Region pointing data
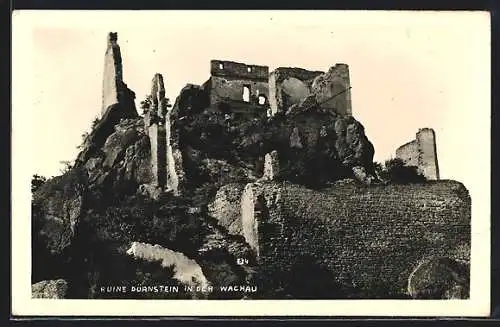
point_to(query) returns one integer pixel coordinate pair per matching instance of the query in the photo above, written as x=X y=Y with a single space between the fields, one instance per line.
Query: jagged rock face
x=314 y=146
x=49 y=289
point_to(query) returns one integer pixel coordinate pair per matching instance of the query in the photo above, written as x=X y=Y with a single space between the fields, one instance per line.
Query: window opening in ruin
x=246 y=93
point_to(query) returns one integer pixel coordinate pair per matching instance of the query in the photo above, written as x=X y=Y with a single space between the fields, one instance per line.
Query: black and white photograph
x=258 y=156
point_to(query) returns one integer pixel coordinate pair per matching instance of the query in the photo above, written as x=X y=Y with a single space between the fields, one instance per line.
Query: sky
x=408 y=70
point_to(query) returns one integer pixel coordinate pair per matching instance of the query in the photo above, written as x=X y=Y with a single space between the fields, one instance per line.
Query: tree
x=68 y=165
x=36 y=182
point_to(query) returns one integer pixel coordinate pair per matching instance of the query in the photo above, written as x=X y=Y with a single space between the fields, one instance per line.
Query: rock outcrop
x=232 y=196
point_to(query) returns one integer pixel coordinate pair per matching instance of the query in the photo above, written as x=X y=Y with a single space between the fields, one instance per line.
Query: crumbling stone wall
x=292 y=86
x=227 y=82
x=166 y=162
x=332 y=90
x=114 y=90
x=371 y=238
x=288 y=86
x=112 y=72
x=421 y=153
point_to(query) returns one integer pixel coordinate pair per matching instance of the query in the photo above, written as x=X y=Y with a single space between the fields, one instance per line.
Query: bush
x=36 y=182
x=395 y=171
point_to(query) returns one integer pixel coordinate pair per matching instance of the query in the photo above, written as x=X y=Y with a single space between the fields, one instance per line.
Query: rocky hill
x=200 y=199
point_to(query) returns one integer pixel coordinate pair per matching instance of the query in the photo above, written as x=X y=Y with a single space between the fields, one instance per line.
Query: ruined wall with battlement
x=421 y=153
x=238 y=87
x=372 y=237
x=115 y=93
x=292 y=86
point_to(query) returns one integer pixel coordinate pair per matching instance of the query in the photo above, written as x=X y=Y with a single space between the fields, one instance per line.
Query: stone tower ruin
x=421 y=153
x=114 y=91
x=164 y=160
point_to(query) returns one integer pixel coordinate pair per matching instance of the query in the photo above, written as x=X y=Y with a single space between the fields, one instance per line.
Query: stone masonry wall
x=428 y=155
x=332 y=90
x=228 y=80
x=370 y=237
x=421 y=153
x=291 y=86
x=113 y=77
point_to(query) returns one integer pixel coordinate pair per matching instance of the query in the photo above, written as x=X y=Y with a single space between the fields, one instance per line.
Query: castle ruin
x=253 y=90
x=421 y=153
x=114 y=91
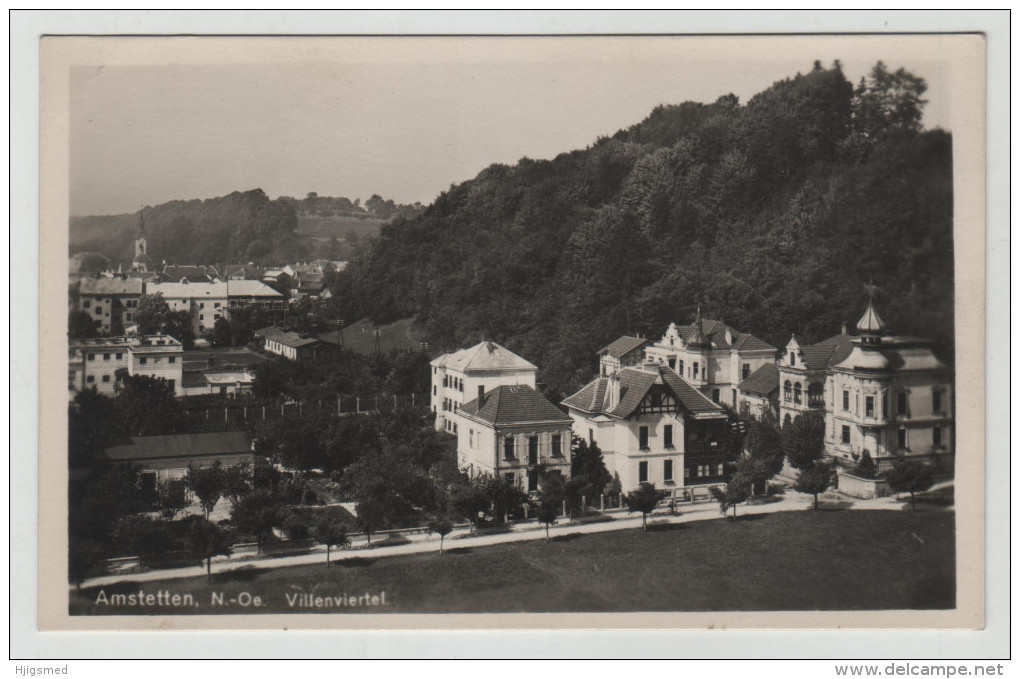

— WORK ITEM —
Write out the entries above verbatim, without pictures.

— COMPLETED EXERCISE —
point_to(query) returns one integer pixel coordinate pair per matching instance of the query in the photo above, written as x=X y=Y with a single space between the fields, one instance per line.
Query: jagged rock face
x=314 y=146
x=49 y=289
point_to(query) returns one integer pixel coordinate pair per matching instance of the query in the photo above, written as x=X y=Y with a single space between the fields, one instance per line.
Query: window opening in ruin
x=246 y=93
point_to(query) returns one integer pixel coordinate pair per matching instance of the query in the photo above, written as x=X y=Y with a single space between the fields, one instance per line.
Query: black and white photograph
x=258 y=156
point_to(query) returns one integer pixel coordinate pair per matching instance of the query in the photo above, written as x=X y=Y with a single space between the fields, one instance per line.
Query: sky
x=408 y=70
point_to(query) returns one integer pixel coordinate pair per matching instance of the query in the photo above, written as x=X y=Y with a single space between the fields, one instance per line.
Query: tree
x=68 y=165
x=36 y=182
point_to(query) returns one integer pixel coordinate pair per matching instance of the query in the photo above, written as x=X y=Y with a single space between the fields, one instance per line.
Query: rock outcrop
x=232 y=196
point_to(query) returns one integer pixel coordinate pair per matching instance of the query in the photo above, written as x=X y=Y with a single space between the fields, one instance per line.
Query: crumbling stone wall
x=292 y=86
x=227 y=82
x=166 y=162
x=332 y=90
x=114 y=90
x=371 y=238
x=288 y=86
x=112 y=72
x=421 y=153
point_to(query) returns one integer pixel coordinate pair per matching instance of the query in the photo above, written as x=X y=Y with a single space between the fields, one instance per line.
Query: bush
x=36 y=182
x=395 y=171
point_to(query) returns one integer pixel coordinate pair per matching instance of the query in the photo above, written as x=X y=Y with a single space between the fields, one instance per line.
Query: rocky hill
x=200 y=199
point_to(query) returns one integer pixel coordinate pair per matching instance of the query in the photo above, written as x=X y=Y with a single space between the fields, one instance per line.
Query: ruined wall with battlement
x=421 y=153
x=238 y=87
x=372 y=237
x=115 y=93
x=292 y=86
point_to(query) returns one integer pixel coordinate pair per matching instance of the query in the photo above, written as x=X y=Y with a single space between the fields, one instance per line.
Query: stone tower ruin
x=421 y=153
x=114 y=91
x=164 y=160
point_to(query) returns one integer pixel coordinate pair per matching instance of the query in the photo above, written as x=X y=Y with a single space between the fields, one instance per line.
Query: stone masonry wall
x=428 y=155
x=332 y=90
x=228 y=80
x=370 y=237
x=421 y=153
x=291 y=86
x=113 y=77
point_to(query) returns one integer pixel coordinate pair per matching instance of the query in the photo above, written as x=X y=Y with a single space between the fields, one instance per line.
Query: castle ruin
x=253 y=90
x=421 y=153
x=114 y=91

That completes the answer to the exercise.